Task to complete
Reproduce verbatim the lines of the records below, from the line with "of the building" to the line with "[[148, 83]]", including both of those lines.

──────

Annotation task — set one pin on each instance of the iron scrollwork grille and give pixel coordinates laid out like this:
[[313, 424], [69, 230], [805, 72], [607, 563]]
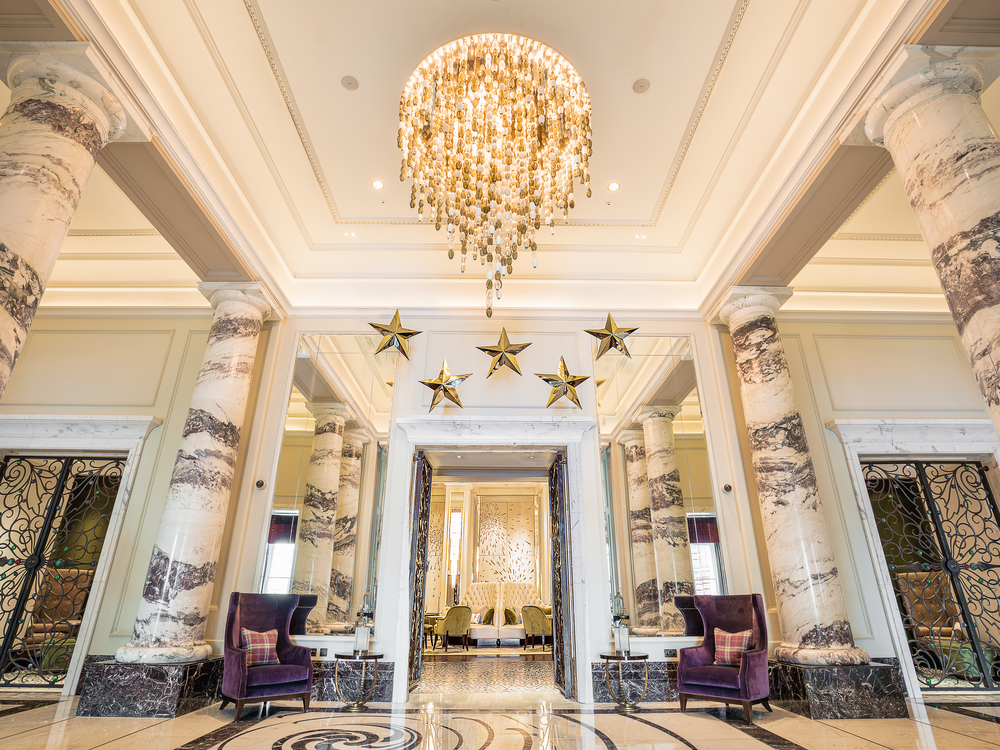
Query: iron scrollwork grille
[[940, 532], [54, 515]]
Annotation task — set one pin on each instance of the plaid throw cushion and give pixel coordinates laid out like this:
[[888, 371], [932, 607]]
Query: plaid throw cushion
[[261, 647], [730, 646]]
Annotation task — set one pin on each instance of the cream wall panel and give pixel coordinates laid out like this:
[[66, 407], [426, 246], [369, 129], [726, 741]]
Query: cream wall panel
[[108, 368], [883, 373]]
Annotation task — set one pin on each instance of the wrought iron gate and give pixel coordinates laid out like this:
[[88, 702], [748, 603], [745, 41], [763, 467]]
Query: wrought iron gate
[[940, 532], [54, 514]]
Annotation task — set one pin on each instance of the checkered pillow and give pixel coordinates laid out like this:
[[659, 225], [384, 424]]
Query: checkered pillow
[[730, 646], [261, 647]]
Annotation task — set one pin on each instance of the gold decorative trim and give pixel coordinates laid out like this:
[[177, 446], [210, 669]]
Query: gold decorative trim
[[864, 203], [701, 110], [265, 43]]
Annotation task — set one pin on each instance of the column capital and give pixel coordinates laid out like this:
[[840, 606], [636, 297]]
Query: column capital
[[631, 436], [917, 73], [750, 301], [661, 411], [330, 411], [250, 293]]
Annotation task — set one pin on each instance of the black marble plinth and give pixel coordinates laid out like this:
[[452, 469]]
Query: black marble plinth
[[350, 680], [662, 681], [868, 691], [163, 691]]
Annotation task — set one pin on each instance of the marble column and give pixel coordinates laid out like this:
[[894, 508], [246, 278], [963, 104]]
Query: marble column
[[314, 553], [173, 612], [671, 545], [345, 535], [948, 158], [811, 610], [57, 121], [647, 600]]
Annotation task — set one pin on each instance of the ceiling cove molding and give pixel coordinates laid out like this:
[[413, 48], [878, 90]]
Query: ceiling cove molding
[[822, 144], [171, 145]]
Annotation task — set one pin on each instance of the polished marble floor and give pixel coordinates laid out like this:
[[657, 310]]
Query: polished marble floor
[[492, 722]]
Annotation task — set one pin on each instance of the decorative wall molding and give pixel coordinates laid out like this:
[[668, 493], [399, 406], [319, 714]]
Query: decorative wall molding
[[866, 439]]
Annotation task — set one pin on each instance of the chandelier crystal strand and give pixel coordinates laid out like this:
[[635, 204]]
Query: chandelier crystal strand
[[495, 129]]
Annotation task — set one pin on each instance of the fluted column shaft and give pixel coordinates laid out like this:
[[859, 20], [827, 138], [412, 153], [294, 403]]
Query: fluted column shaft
[[815, 628], [173, 612], [314, 553], [674, 574], [57, 121], [647, 599], [345, 534], [948, 157]]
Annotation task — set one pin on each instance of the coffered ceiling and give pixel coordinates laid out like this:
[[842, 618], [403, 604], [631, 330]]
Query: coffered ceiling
[[745, 98]]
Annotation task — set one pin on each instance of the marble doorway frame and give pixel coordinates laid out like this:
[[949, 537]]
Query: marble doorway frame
[[85, 435], [528, 433], [872, 439]]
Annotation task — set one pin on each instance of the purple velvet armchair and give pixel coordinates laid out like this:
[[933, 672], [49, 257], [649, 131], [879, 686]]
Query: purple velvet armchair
[[242, 684], [697, 674]]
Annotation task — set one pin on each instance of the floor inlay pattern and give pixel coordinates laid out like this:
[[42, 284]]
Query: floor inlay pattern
[[486, 676]]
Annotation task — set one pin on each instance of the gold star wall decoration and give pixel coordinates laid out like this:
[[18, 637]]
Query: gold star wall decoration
[[394, 336], [504, 353], [444, 386], [611, 337], [563, 384]]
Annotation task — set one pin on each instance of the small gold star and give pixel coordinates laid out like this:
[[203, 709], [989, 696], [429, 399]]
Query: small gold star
[[504, 353], [394, 336], [612, 337], [563, 384], [444, 386]]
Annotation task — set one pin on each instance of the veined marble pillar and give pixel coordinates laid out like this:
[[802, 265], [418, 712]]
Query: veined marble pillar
[[811, 610], [345, 535], [314, 553], [647, 599], [170, 625], [57, 121], [674, 574], [948, 157]]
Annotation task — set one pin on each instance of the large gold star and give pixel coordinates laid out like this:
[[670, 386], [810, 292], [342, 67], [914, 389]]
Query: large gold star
[[563, 384], [444, 386], [612, 337], [504, 353], [394, 336]]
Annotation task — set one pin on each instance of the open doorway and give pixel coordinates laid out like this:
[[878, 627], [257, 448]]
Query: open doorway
[[489, 573]]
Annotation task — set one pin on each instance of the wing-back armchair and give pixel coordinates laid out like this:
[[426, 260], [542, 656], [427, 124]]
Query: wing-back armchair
[[455, 624], [536, 623], [697, 674], [290, 678]]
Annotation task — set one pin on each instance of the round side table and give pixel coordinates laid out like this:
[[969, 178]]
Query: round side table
[[625, 705], [357, 705]]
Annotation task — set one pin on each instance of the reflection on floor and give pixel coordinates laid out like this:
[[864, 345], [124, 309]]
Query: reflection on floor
[[495, 722], [486, 675]]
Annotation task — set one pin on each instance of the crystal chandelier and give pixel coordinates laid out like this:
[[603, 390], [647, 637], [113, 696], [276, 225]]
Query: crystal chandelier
[[495, 129]]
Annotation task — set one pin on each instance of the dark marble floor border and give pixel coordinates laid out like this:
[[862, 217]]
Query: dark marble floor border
[[731, 717], [11, 706]]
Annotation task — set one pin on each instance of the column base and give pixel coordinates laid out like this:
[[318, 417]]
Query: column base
[[129, 654], [149, 691], [866, 691]]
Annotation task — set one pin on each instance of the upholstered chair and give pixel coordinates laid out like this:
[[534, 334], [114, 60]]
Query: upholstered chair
[[291, 678], [697, 674], [455, 624], [535, 624]]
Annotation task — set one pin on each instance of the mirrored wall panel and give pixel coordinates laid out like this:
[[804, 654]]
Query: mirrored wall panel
[[666, 532], [324, 526]]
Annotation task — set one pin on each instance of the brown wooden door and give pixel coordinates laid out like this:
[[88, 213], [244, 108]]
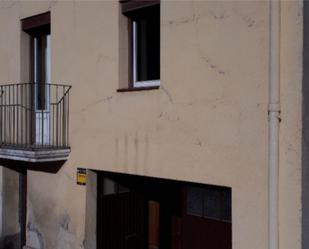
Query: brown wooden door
[[121, 221]]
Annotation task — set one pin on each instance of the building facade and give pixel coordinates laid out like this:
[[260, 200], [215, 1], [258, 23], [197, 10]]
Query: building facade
[[171, 110]]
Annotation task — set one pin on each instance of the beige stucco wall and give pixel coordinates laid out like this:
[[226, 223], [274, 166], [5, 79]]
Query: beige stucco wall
[[207, 123]]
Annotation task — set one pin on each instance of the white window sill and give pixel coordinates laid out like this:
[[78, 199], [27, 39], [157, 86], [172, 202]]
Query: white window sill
[[148, 83]]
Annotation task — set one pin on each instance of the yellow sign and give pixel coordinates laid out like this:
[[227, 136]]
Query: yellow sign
[[81, 176]]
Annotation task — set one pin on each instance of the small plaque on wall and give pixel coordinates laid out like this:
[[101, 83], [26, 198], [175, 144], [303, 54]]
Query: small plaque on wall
[[81, 176]]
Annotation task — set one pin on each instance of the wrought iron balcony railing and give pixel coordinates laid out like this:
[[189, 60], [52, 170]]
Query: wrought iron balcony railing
[[34, 116]]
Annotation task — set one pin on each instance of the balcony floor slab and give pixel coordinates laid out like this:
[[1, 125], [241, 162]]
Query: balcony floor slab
[[35, 155]]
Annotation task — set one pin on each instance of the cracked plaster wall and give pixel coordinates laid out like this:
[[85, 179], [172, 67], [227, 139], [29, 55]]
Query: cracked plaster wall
[[207, 123]]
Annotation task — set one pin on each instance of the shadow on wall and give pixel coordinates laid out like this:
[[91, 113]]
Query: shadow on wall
[[10, 242], [20, 166]]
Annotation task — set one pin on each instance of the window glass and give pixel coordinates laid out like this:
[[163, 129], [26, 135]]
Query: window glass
[[147, 47]]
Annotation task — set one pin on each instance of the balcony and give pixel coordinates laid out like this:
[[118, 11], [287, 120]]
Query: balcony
[[34, 122]]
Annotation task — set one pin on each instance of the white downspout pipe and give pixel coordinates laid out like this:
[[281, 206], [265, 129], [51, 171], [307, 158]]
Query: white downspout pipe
[[273, 124]]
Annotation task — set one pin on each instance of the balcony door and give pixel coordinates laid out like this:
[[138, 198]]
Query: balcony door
[[41, 79]]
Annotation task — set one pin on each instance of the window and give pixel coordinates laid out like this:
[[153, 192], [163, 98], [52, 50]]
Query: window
[[144, 42]]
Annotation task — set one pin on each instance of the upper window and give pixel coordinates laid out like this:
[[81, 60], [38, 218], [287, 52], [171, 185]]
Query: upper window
[[144, 42]]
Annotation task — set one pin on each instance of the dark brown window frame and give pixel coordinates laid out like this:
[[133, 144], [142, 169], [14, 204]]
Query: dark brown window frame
[[37, 24], [131, 5], [128, 8]]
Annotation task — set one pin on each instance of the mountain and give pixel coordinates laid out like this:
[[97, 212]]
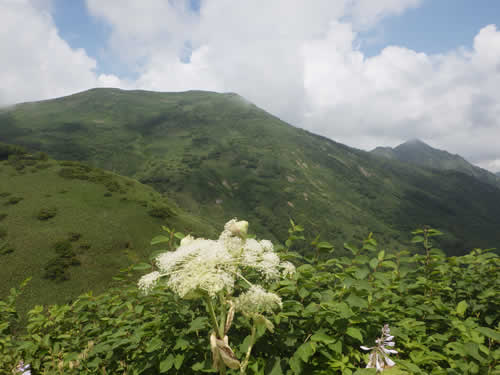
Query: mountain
[[64, 221], [417, 152], [219, 156]]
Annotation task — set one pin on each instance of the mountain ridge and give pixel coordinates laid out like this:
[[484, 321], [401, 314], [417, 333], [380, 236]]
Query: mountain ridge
[[220, 156], [417, 152]]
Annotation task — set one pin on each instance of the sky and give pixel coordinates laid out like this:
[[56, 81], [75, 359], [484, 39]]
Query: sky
[[362, 72]]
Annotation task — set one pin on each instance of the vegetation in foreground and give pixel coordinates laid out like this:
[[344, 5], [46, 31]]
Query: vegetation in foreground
[[442, 311]]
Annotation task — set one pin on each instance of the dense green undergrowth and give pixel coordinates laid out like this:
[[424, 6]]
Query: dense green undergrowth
[[443, 312]]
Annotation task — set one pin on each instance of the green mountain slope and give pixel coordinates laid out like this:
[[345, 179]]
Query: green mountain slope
[[219, 156], [420, 153], [65, 221]]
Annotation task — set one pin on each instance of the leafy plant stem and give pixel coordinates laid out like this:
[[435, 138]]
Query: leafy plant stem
[[253, 336]]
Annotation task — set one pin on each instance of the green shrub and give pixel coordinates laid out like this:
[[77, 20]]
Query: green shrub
[[62, 247], [46, 213], [55, 270], [161, 211], [14, 200], [443, 313], [5, 248], [42, 156], [85, 246], [74, 236]]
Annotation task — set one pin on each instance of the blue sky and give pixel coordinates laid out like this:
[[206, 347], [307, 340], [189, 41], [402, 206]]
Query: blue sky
[[365, 73], [436, 26]]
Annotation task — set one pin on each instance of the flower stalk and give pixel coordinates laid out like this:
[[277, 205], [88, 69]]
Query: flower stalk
[[210, 270]]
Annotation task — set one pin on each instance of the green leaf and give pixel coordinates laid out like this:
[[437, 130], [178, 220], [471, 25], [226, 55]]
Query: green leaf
[[160, 239], [154, 345], [355, 333], [179, 358], [417, 239], [495, 335], [276, 370], [461, 307], [167, 363], [198, 324], [322, 337], [305, 351], [325, 245]]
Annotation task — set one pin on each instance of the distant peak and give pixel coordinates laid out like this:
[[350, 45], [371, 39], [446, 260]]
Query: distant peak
[[415, 141]]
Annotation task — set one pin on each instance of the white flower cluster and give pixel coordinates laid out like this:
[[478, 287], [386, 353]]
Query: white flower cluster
[[379, 357], [201, 265]]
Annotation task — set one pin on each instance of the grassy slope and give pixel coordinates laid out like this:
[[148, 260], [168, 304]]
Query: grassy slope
[[118, 228], [219, 156]]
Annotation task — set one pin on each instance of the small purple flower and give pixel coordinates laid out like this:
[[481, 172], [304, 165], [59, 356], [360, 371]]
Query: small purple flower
[[23, 369]]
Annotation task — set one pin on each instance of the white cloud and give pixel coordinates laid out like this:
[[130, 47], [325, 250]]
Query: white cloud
[[36, 63], [300, 60]]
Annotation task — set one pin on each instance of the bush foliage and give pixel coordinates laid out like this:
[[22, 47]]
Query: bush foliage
[[443, 312]]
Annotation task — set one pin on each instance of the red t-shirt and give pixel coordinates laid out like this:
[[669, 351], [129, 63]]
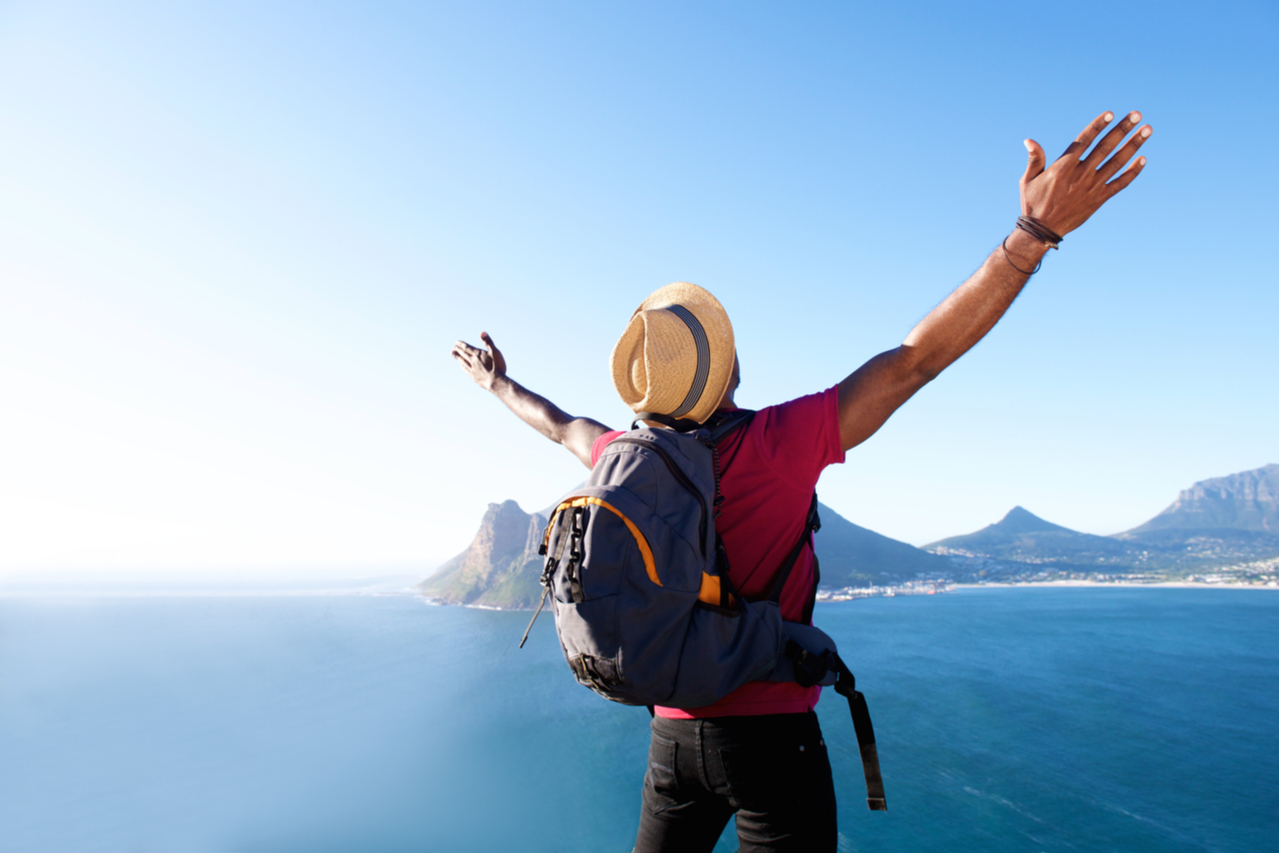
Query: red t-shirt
[[768, 471]]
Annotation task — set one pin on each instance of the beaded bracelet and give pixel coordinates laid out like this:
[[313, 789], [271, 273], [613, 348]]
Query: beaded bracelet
[[1040, 231]]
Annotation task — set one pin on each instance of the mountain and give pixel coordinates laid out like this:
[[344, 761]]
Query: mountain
[[1244, 501], [499, 569], [1226, 521], [1024, 537], [854, 556], [502, 566]]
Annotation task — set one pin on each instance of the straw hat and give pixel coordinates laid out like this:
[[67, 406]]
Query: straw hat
[[676, 355]]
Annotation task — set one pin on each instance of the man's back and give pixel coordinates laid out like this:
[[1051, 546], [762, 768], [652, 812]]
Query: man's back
[[768, 471]]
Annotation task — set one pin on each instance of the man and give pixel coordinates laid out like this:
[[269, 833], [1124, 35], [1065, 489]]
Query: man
[[758, 753]]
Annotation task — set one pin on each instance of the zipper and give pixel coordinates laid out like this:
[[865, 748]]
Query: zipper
[[680, 478]]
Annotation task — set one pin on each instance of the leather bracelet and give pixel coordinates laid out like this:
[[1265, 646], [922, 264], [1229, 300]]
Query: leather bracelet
[[1040, 231], [1005, 249]]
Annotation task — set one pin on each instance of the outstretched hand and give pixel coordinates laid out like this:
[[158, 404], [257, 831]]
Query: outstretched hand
[[483, 365], [1069, 191]]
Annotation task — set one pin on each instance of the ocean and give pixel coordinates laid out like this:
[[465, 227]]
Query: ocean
[[1016, 719]]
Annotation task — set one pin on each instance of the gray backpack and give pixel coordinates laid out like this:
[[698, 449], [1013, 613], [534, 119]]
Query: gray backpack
[[639, 584]]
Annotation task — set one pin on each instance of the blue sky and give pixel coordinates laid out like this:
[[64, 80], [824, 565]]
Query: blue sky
[[238, 241]]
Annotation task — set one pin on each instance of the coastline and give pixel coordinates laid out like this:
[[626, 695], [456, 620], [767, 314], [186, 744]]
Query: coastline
[[1165, 584]]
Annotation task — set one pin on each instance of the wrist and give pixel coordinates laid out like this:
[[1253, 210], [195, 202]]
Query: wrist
[[1024, 249]]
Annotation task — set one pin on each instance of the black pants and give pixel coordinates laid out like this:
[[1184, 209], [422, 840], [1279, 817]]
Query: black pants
[[771, 771]]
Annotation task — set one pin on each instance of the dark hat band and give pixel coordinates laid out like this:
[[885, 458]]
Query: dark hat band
[[704, 359]]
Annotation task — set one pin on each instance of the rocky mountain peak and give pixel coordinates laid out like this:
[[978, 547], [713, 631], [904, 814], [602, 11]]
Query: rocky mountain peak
[[1244, 501], [1019, 520]]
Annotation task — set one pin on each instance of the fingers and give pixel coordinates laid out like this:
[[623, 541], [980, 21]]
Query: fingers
[[1091, 132], [464, 352], [1127, 177], [1125, 153], [1034, 160], [1111, 140]]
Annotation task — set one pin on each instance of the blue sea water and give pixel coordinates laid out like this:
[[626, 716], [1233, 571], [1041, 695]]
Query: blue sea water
[[1008, 720]]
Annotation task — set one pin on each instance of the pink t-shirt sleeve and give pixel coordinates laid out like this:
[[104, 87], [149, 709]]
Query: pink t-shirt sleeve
[[801, 437]]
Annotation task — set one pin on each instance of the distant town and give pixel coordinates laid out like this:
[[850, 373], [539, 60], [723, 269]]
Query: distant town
[[1220, 532]]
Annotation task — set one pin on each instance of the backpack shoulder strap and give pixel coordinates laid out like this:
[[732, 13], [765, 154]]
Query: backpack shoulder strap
[[812, 525]]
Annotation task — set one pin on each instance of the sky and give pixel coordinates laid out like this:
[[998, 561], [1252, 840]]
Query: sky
[[237, 242]]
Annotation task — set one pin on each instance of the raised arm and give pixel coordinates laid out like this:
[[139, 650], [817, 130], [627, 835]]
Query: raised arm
[[489, 370], [1061, 199]]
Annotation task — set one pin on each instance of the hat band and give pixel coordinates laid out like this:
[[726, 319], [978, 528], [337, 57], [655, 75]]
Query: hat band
[[704, 359]]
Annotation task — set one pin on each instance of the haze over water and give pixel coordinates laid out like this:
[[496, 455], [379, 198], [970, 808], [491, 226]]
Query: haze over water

──────

Result of this task
Annotation task — set one pin on each instance of the building facade and give pixel coordinates laid out like this:
[[260, 200], [215, 1], [258, 23], [197, 10]]
Query: building facade
[[171, 110]]
Annotation task — set one pin on each instance of the beige stucco wall and give pixel coordinates laid out like this:
[[226, 223], [274, 166], [5, 79]]
Query: beige stucco wall
[[207, 123]]
Annotation task — set one pin on each instance of the white window sill and give pixel coordinates laid out like this:
[[78, 199], [27, 39], [157, 86], [172, 202]]
Query: white window sill
[[148, 83]]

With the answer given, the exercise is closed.